[Items from a data source]
[Start of section]
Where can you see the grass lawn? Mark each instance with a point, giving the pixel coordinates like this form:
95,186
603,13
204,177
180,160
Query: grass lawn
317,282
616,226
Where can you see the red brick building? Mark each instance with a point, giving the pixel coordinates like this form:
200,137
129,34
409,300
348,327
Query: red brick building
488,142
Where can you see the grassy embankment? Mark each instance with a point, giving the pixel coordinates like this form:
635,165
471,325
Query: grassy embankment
[End of section]
[Start of section]
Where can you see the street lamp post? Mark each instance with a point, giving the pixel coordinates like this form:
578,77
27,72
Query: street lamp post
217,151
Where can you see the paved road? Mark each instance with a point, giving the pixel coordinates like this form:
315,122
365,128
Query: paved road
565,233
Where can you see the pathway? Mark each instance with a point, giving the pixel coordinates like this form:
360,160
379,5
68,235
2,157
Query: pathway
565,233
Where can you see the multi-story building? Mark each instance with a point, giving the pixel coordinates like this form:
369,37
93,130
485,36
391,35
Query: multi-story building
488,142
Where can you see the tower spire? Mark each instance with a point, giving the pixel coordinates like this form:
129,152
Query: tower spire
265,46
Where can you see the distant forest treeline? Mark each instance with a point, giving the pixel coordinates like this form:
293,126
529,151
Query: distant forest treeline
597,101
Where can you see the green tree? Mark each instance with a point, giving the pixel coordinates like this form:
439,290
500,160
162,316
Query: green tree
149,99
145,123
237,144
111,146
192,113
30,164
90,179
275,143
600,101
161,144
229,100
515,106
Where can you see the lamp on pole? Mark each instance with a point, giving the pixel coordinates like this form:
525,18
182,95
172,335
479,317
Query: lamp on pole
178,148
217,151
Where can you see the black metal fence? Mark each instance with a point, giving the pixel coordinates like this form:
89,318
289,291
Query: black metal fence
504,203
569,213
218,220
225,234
[End of section]
#### WHAT YOU WILL DO
From the data above, copy every line where "embankment" appears.

#### RESPONSE TO THIS TASK
Where can you see the grassy embankment? Mark each instance with a point, giving the pixel coordinates like this form:
Query: grassy embankment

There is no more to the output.